### [問題文]
以下のレコードから、「Indicate the person wearing」を含む行と「pixel 275 577」を含む行の間にある行を、両端の行も含めて一字一句そのまま再現せよ。

### [レコード一覧]
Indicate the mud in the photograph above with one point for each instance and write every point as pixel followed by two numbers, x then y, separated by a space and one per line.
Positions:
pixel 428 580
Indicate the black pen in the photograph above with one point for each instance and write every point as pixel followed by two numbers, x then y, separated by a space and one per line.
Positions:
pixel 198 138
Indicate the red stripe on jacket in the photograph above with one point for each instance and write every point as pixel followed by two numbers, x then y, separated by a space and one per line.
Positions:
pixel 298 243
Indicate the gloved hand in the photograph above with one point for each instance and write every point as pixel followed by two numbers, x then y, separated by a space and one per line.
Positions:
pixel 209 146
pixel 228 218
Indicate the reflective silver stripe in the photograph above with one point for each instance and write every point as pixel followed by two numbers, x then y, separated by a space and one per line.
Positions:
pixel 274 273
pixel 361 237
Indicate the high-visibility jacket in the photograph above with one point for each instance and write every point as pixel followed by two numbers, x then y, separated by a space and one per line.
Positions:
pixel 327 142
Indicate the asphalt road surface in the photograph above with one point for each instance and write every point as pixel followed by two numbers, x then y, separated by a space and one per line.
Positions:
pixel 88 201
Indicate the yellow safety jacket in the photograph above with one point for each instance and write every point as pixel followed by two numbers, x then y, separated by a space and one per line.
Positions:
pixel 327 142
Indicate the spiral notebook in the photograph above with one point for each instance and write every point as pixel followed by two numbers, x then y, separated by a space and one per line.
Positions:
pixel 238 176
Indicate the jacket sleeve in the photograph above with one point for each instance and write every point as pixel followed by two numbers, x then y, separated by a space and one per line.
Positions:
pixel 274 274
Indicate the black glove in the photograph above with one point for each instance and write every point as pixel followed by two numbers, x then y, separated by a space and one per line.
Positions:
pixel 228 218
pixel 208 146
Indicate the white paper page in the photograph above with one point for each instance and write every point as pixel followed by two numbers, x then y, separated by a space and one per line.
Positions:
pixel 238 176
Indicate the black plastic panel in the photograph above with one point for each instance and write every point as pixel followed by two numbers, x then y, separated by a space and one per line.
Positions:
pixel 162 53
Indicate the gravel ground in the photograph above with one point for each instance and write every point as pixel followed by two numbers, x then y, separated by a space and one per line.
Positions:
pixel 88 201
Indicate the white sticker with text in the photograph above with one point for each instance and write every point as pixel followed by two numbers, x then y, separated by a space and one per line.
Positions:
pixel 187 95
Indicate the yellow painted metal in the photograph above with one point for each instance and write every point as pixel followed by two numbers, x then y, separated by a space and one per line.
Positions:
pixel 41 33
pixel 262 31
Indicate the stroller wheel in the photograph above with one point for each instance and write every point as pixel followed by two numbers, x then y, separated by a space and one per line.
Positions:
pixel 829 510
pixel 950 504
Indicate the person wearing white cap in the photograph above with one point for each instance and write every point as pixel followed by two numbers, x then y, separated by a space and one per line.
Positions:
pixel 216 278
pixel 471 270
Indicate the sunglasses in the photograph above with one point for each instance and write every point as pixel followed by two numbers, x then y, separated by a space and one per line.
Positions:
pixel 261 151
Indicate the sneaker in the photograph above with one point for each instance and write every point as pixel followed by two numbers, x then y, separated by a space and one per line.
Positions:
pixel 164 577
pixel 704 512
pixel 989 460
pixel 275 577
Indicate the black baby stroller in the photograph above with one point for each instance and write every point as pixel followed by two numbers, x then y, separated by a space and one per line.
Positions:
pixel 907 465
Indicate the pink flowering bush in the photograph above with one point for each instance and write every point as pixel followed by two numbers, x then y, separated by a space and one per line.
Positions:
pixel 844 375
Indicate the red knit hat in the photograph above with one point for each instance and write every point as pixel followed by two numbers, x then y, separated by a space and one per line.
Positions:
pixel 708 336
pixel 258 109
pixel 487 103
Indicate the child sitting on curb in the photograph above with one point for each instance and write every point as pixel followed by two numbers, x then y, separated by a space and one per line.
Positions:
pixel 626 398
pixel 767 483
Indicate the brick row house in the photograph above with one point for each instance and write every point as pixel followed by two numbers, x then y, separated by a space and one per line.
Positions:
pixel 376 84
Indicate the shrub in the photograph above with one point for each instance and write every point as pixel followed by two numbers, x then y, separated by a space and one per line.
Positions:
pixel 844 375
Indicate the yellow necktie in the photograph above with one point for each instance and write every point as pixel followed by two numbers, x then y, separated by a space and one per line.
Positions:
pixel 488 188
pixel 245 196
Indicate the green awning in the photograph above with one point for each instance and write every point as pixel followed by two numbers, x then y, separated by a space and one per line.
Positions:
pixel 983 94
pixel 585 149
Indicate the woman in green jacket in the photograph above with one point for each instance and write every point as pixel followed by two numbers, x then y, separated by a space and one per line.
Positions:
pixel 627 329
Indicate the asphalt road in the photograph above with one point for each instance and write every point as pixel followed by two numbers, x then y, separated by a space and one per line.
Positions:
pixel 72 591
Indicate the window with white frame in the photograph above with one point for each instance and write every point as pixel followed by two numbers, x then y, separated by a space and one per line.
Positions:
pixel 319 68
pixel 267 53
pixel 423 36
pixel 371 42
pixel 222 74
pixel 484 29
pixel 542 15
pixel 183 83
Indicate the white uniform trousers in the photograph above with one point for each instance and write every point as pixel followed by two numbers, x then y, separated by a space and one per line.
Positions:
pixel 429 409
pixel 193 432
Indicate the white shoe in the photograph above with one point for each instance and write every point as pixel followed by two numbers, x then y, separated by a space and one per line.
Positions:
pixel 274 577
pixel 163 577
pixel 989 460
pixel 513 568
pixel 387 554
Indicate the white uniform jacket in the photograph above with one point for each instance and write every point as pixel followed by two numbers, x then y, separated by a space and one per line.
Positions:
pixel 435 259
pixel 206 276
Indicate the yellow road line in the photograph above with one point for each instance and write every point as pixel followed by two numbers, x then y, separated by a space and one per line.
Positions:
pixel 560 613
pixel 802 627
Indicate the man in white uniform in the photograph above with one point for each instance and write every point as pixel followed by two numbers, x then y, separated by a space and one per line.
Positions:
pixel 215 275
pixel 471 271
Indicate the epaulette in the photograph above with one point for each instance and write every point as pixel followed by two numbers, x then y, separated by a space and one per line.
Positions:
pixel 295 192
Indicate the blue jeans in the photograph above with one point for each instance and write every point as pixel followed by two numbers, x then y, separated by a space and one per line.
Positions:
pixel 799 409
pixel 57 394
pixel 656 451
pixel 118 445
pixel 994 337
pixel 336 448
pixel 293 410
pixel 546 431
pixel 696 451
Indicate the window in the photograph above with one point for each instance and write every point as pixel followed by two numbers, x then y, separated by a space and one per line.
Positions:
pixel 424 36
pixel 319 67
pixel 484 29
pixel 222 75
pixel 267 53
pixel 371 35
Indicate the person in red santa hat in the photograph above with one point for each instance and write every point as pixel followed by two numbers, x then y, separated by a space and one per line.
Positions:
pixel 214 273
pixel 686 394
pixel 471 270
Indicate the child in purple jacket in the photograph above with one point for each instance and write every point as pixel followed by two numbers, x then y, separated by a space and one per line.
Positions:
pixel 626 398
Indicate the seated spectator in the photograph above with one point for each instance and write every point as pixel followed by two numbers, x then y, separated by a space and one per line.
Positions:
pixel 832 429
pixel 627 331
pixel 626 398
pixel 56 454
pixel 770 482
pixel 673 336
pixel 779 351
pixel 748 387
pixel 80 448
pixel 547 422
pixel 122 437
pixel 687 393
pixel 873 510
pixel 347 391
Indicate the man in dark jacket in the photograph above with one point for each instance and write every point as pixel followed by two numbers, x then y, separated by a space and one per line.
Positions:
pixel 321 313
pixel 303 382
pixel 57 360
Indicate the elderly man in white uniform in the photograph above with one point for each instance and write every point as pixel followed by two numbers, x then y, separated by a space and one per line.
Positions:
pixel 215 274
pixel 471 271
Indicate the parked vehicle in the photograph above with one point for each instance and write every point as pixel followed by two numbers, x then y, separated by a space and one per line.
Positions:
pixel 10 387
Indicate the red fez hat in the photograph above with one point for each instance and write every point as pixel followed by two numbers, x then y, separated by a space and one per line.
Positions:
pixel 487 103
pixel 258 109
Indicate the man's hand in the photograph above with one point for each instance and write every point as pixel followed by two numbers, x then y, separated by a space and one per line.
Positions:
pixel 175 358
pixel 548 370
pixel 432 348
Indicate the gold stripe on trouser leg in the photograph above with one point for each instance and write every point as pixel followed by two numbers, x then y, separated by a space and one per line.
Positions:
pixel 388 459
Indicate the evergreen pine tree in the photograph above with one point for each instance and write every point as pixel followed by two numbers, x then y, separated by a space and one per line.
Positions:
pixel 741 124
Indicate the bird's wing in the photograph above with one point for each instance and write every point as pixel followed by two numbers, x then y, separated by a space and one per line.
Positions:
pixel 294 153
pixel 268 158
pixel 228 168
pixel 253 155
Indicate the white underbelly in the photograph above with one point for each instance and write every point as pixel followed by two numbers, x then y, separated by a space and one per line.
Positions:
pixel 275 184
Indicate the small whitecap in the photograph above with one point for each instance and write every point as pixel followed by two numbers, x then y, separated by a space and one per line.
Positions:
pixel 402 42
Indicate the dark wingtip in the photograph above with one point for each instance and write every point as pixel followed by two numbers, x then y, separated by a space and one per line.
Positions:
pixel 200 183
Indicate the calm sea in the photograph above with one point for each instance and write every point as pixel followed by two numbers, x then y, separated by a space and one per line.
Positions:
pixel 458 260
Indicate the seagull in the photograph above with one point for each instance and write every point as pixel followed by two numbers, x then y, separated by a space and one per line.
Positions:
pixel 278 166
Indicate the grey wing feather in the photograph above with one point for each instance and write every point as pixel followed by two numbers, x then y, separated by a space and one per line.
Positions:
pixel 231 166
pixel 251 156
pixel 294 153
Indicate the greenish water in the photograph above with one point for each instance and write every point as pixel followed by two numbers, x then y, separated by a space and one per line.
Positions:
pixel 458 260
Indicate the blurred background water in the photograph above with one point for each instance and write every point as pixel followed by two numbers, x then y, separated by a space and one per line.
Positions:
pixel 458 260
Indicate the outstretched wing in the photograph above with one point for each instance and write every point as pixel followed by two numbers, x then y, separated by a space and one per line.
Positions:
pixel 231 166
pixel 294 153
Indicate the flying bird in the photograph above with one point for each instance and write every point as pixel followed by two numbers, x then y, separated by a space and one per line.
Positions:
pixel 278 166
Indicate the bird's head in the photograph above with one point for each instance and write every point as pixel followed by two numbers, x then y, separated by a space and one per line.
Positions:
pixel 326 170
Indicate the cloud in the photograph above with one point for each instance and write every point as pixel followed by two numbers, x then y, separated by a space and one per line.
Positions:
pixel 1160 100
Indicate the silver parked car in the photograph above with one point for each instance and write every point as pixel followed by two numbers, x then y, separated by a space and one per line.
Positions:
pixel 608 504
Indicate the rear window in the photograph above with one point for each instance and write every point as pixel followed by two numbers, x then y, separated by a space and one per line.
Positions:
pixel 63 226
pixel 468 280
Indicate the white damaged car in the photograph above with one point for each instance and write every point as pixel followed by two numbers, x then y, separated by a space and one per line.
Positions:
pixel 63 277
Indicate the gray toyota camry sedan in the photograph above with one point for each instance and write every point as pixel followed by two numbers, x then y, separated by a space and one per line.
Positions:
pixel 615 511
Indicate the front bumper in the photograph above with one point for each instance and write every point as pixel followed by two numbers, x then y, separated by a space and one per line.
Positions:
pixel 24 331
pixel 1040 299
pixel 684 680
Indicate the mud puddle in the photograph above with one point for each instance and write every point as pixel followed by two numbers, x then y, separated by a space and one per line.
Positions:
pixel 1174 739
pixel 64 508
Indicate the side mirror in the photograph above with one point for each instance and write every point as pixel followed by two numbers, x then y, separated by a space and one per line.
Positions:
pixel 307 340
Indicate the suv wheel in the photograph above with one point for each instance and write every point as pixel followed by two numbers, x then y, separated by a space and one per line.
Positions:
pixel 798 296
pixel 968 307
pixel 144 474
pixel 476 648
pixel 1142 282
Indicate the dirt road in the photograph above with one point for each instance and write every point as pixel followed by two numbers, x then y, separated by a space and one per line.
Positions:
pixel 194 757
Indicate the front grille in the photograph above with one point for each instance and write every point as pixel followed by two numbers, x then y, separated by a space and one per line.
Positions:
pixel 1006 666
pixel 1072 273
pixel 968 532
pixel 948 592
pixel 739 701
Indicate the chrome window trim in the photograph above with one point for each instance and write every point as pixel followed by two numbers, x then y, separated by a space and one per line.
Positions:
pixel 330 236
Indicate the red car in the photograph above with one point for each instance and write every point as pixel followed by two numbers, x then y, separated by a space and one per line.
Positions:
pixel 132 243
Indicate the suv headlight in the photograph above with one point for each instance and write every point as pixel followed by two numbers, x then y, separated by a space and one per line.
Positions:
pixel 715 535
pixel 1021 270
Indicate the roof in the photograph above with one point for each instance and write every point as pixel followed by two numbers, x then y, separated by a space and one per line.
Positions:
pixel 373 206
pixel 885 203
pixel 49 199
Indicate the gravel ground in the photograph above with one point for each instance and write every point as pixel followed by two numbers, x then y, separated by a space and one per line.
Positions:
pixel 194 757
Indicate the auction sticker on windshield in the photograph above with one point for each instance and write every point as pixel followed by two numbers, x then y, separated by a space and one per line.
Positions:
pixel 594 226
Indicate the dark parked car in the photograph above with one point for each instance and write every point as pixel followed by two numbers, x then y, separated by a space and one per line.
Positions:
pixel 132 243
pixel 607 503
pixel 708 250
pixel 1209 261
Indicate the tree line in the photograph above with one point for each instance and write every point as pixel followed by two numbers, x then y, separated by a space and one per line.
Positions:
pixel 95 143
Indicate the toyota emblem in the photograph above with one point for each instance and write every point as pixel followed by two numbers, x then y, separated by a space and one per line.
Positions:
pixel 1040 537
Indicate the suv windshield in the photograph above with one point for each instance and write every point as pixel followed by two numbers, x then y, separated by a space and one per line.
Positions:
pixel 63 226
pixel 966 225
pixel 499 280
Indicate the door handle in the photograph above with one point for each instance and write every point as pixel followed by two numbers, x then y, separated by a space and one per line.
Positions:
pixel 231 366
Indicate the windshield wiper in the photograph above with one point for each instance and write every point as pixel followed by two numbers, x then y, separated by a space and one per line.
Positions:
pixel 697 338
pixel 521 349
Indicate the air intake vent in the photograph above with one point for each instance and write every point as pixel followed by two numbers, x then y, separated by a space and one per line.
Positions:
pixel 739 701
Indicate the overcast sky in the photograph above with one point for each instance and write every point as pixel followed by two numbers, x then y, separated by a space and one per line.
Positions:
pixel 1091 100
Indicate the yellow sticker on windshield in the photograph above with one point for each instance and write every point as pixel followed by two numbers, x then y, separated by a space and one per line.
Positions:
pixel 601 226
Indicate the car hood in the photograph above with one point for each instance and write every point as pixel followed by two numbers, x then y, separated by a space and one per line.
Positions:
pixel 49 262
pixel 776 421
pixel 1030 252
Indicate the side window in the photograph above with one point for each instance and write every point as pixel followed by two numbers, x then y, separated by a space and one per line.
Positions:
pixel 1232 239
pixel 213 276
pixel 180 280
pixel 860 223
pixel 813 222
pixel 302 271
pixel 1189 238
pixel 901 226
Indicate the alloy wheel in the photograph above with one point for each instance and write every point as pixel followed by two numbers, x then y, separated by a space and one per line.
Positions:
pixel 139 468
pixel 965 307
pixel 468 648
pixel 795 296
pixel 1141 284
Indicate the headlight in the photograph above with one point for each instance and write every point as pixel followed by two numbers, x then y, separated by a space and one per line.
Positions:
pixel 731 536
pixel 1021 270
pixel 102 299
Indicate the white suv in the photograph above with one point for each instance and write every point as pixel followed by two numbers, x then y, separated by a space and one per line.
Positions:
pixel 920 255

### [出力結果]
Indicate the person wearing white cap in the photograph above with one point for each instance and write every point as pixel followed by two numbers, x then y, separated by a space and one per line.
Positions:
pixel 216 278
pixel 471 270
Indicate the sunglasses in the photograph above with one point for each instance and write every point as pixel followed by two numbers, x then y, separated by a space and one per line.
Positions:
pixel 261 151
Indicate the sneaker in the photograph above with one point for each instance and write every point as pixel followed by two numbers, x then y, separated by a space and one per line.
Positions:
pixel 164 577
pixel 704 512
pixel 989 460
pixel 275 577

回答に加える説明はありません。